*Your instructions*.
Below is some data; print it all back exactly.

*Data for this task*.
####################

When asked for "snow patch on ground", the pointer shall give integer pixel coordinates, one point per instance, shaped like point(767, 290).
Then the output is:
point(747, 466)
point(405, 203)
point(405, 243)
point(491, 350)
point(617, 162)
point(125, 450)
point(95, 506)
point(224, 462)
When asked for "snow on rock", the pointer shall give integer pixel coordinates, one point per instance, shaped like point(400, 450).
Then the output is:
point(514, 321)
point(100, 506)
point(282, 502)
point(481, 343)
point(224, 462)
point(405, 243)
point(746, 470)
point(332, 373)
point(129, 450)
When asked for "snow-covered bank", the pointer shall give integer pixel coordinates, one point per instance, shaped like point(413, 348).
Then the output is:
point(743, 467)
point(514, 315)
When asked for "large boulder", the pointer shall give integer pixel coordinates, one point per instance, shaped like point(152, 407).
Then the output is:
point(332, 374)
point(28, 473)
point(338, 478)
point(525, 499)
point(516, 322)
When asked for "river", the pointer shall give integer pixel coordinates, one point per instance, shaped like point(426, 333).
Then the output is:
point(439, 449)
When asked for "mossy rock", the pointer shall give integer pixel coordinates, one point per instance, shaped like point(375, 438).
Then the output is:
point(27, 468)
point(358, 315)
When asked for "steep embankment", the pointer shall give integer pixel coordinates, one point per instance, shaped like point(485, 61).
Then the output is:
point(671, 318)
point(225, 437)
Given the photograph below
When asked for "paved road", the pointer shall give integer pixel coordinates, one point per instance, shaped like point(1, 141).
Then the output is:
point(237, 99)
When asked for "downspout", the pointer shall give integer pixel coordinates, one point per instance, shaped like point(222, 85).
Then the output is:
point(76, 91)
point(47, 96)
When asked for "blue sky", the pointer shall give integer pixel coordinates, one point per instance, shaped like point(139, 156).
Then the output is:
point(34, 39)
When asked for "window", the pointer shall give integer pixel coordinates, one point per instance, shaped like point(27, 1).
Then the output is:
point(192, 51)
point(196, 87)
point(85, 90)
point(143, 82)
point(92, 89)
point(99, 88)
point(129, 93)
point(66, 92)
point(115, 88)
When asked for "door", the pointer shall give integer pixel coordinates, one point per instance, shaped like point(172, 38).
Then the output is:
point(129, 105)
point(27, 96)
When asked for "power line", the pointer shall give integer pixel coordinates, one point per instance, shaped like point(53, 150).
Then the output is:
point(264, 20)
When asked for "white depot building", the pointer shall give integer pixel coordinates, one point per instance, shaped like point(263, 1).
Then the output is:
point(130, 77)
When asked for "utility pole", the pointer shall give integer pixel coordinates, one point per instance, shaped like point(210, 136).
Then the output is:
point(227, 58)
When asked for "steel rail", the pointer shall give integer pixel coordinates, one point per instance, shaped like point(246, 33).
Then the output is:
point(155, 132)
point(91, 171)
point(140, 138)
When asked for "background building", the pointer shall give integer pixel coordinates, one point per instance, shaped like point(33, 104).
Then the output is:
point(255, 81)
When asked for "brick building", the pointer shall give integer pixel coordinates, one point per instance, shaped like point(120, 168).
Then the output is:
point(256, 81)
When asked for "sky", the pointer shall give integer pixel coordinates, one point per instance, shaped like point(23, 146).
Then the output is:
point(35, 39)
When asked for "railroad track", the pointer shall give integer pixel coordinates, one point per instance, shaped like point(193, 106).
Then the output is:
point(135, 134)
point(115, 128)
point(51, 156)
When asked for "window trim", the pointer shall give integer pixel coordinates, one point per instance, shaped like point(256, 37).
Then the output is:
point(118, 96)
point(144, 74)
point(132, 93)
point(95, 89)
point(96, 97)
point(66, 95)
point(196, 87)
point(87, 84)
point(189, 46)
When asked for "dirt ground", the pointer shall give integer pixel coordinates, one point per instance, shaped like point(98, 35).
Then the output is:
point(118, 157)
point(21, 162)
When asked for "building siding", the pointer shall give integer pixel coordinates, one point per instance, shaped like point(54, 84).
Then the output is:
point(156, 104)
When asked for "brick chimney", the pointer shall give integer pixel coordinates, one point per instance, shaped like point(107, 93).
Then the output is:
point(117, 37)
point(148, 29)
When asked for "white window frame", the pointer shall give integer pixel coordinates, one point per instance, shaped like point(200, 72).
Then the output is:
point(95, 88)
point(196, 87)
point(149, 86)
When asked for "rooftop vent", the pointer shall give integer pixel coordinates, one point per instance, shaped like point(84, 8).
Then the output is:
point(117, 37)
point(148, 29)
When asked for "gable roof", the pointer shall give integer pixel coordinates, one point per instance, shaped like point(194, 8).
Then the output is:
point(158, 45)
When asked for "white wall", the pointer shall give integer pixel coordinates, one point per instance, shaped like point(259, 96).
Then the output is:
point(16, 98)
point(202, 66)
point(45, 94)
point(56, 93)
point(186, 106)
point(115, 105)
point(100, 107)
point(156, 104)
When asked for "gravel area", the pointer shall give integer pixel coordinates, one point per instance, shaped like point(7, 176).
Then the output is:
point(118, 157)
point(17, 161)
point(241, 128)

####################

*Task output*.
When asked for "snow patch on ground", the pointer shall give integer pixel coordinates, one point per instance, shaped like point(767, 290).
Then the output is:
point(747, 466)
point(405, 203)
point(405, 243)
point(491, 350)
point(617, 162)
point(125, 450)
point(95, 506)
point(224, 462)
When asked for "snow on rock", the pointer shall give integer pixel coordinates, one point per instance, shaped like point(400, 450).
Then the output is:
point(514, 321)
point(100, 506)
point(282, 502)
point(481, 343)
point(224, 462)
point(405, 243)
point(746, 470)
point(332, 373)
point(129, 450)
When asked for "snow-covered bank", the pointer shall give integer pixel coordinates, one point per instance, shaped like point(413, 348).
Then the output is:
point(743, 467)
point(514, 315)
When asked for "large boulder", the pointer shall give integer pixel coordinates, one point per instance, shaped like point(152, 407).
Then the output is:
point(332, 374)
point(28, 473)
point(338, 478)
point(525, 499)
point(516, 322)
When asked for "river", the pointer shall give integer pixel coordinates, one point per instance, shaped like point(426, 333).
Then the output is:
point(439, 449)
When asked for "mossy rock", the pointer shall give integer pixel coordinates, one point per instance, shaped like point(375, 438).
Then the output is:
point(27, 468)
point(358, 315)
When asked for "steep embankment", the pointer shall give integer pixel coordinates, one point per instance, shaped like point(485, 61).
Then the output is:
point(671, 318)
point(225, 437)
Given the photograph below
When asked for "paved road", the pointer shall give integer pixel coordinates, one point per instance, shaped like point(1, 141).
Then the output is:
point(237, 99)
When asked for "downspout", the pointer shall give integer pixel coordinates, one point per instance, shaped like point(222, 85).
Then the output is:
point(76, 91)
point(47, 96)
When asked for "blue sky", the pointer shall give integer pixel coordinates, one point per instance, shaped like point(139, 156).
Then the output is:
point(34, 39)
When asked for "window", the pointer shall give integer pixel coordinates, one point per instance, shaped like point(27, 1).
Then the output is:
point(192, 51)
point(196, 87)
point(85, 90)
point(143, 82)
point(92, 89)
point(99, 88)
point(129, 93)
point(66, 92)
point(115, 88)
When asked for "door", the pointer shall give integer pixel coordinates, one point per instance, shaped like point(172, 38).
Then the output is:
point(129, 105)
point(27, 96)
When asked for "power line", the pointer shall give integer pixel coordinates, one point per instance, shaped like point(53, 150).
Then the output is:
point(264, 20)
When asked for "white depot building", the pointer shall give integer pixel coordinates, one point per instance, shaped like point(263, 1).
Then the output is:
point(130, 77)
When asked for "utility pole", the pointer shall give integer pixel coordinates, one point per instance, shaped like point(210, 136).
Then the output is:
point(227, 58)
When asked for "steel rail", the pointer shall give integer pixel coordinates, one point per instance, shaped like point(246, 33).
Then the output is:
point(155, 132)
point(91, 171)
point(140, 138)
When asked for "background building", the pointer shall give integer pixel coordinates, one point per instance, shaped like point(33, 104).
Then the output is:
point(255, 81)
When asked for "brick building", the pointer shall give integer pixel coordinates, one point per instance, shaped like point(120, 168).
Then the output is:
point(256, 81)
When asked for "sky", the pointer shall give integer pixel coordinates, one point per instance, shaped like point(23, 146).
Then the output is:
point(35, 39)
When asked for "railroad track", the pointer shall give integer pixel coordinates, one point per instance, shaped like point(193, 106).
Then the output is:
point(135, 134)
point(115, 128)
point(51, 156)
When asked for "window trim", the pointer shall give integer pixel coordinates, one point per instance, shaped like point(256, 37).
Then the output is:
point(118, 96)
point(144, 74)
point(132, 93)
point(95, 89)
point(96, 97)
point(66, 95)
point(196, 87)
point(87, 84)
point(189, 46)
When asked for "dirt ground", the pointer shall give integer pixel coordinates, one point per instance, shaped like point(98, 35).
Then the output is:
point(118, 157)
point(21, 162)
When asked for "building siding", the pointer shall give integer pixel coordinates, one point per instance, shaped like point(54, 84).
Then the output is:
point(156, 104)
When asked for "brick chimney", the pointer shall give integer pixel coordinates, one point per instance, shaped like point(107, 93).
Then the output is:
point(117, 37)
point(148, 29)
When asked for "white window frame", the pointer shall give integer pixel coordinates, one point per instance, shaped like point(200, 72).
Then the output is:
point(95, 88)
point(196, 87)
point(149, 86)
When asked for "rooftop vent", the pointer shall give integer pixel coordinates, one point per instance, shaped like point(84, 8).
Then the output is:
point(117, 37)
point(148, 29)
When asked for "gable roof", the pointer shall give integer pixel coordinates, one point per instance, shaped like point(194, 8).
Then the output is:
point(158, 45)
When asked for "white wall", the pointer shall give integer pixel coordinates, one point per instance, shaped like point(259, 96).
Then the output is:
point(16, 98)
point(202, 66)
point(45, 94)
point(56, 93)
point(186, 106)
point(115, 105)
point(100, 107)
point(156, 104)
When asked for "gravel area", the pointer shall give integer pixel coordinates, one point per instance, shaped like point(7, 176).
Then the output is:
point(118, 157)
point(17, 161)
point(241, 128)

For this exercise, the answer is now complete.